MATERIAL SUPPLIED ->
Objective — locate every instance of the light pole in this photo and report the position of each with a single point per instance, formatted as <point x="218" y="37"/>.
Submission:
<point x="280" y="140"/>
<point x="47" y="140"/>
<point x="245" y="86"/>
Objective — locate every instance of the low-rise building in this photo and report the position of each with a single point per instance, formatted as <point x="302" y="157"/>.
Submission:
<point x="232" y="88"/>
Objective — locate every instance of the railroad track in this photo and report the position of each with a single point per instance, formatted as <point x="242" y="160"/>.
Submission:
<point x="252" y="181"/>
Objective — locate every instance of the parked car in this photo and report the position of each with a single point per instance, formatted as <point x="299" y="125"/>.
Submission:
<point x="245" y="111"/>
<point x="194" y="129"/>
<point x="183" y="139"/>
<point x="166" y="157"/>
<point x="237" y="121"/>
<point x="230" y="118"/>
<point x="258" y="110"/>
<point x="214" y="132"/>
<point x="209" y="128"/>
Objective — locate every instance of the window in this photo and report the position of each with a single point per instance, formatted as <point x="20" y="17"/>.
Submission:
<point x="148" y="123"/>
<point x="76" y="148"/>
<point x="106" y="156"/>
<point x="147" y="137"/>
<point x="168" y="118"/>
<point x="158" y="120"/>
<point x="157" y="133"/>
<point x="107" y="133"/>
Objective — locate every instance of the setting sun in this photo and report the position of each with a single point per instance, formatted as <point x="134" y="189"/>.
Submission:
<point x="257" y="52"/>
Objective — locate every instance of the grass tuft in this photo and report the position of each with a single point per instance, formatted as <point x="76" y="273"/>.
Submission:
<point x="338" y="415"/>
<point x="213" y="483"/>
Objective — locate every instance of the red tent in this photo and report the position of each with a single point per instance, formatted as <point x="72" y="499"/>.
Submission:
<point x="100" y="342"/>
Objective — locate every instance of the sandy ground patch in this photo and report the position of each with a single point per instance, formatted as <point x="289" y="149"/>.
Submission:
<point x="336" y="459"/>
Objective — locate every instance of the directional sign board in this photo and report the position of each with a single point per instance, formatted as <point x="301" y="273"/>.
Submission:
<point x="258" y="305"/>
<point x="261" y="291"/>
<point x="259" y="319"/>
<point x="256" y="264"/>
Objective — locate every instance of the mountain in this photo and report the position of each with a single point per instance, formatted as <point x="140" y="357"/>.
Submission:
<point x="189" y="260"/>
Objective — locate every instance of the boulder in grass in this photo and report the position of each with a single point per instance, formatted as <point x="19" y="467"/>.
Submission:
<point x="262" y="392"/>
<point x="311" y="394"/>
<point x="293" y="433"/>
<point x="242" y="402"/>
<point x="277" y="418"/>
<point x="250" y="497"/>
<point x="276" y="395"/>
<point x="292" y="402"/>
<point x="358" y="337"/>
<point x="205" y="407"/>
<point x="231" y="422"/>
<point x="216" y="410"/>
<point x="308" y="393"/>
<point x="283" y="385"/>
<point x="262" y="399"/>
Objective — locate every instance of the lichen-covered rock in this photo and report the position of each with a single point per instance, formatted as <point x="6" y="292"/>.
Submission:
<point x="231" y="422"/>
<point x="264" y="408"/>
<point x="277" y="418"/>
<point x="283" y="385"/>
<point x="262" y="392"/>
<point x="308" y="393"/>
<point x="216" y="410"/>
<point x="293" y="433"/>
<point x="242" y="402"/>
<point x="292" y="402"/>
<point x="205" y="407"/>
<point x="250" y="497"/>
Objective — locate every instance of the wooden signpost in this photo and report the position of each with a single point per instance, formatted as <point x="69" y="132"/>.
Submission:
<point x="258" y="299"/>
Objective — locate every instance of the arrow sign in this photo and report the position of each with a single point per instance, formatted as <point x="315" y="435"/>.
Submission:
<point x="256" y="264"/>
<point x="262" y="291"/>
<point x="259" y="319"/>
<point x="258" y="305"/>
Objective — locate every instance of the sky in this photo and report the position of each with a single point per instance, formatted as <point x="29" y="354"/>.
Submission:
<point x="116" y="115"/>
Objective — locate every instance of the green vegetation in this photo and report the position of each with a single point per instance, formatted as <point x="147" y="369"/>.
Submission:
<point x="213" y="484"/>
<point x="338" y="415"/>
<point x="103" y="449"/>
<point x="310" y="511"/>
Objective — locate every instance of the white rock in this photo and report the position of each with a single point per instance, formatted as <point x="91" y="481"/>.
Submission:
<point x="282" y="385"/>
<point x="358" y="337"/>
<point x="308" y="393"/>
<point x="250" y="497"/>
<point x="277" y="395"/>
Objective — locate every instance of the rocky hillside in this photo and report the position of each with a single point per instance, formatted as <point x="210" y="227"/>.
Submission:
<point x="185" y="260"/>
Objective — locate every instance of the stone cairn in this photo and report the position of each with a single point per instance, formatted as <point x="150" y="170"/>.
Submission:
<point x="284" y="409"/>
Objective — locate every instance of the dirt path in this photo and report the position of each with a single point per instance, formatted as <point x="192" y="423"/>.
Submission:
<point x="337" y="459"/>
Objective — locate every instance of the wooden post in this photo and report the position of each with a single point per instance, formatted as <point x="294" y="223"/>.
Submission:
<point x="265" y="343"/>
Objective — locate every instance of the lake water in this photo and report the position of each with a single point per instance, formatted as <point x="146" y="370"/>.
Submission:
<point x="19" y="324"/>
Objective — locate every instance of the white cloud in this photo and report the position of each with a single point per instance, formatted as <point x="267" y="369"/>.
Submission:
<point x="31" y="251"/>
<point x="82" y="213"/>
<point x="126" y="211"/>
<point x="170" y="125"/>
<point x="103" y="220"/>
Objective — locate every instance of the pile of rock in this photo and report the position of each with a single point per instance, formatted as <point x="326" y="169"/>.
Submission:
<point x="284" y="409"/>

EXERCISE GOAL ->
The expected answer is an exact copy of the lines above, beginning at the line with "Objective — locate every instance of the sandy" and ending at the line with "Objective — locate every instance of the wooden signpost", with both ends in.

EXERCISE SOLUTION ->
Objective — locate every instance of the sandy ground patch in this photo and report the position of each with a single point per instance, formatted as <point x="289" y="149"/>.
Submission:
<point x="336" y="459"/>
Objective — locate every instance of the directional sign board in this photo and report the position of each with a single point per instance, formatted as <point x="301" y="273"/>.
Submission:
<point x="258" y="305"/>
<point x="261" y="291"/>
<point x="259" y="319"/>
<point x="256" y="264"/>
Objective — locate every instance of the mountain in this photo and report the position of each with a single point per instance, formatted as <point x="140" y="357"/>.
Submission:
<point x="189" y="260"/>
Objective — locate every instance of the boulder in grass in this photo and report the position of each with a single point per instance, formatted as <point x="19" y="467"/>.
Submission:
<point x="262" y="392"/>
<point x="311" y="394"/>
<point x="293" y="433"/>
<point x="242" y="402"/>
<point x="277" y="418"/>
<point x="250" y="497"/>
<point x="276" y="395"/>
<point x="292" y="402"/>
<point x="358" y="337"/>
<point x="205" y="407"/>
<point x="231" y="422"/>
<point x="216" y="410"/>
<point x="308" y="393"/>
<point x="283" y="385"/>
<point x="262" y="399"/>
Objective — locate every instance of the lichen-covered rock in this photo and report the position of each with a single point per instance, formatted as <point x="6" y="292"/>.
Submission:
<point x="231" y="422"/>
<point x="264" y="408"/>
<point x="277" y="418"/>
<point x="283" y="385"/>
<point x="262" y="392"/>
<point x="308" y="393"/>
<point x="216" y="410"/>
<point x="293" y="433"/>
<point x="242" y="402"/>
<point x="292" y="402"/>
<point x="205" y="407"/>
<point x="250" y="497"/>
Objective — locate every instance of the wooden signpost in this photo and report the position of each with a single point per instance, formatted as <point x="69" y="132"/>.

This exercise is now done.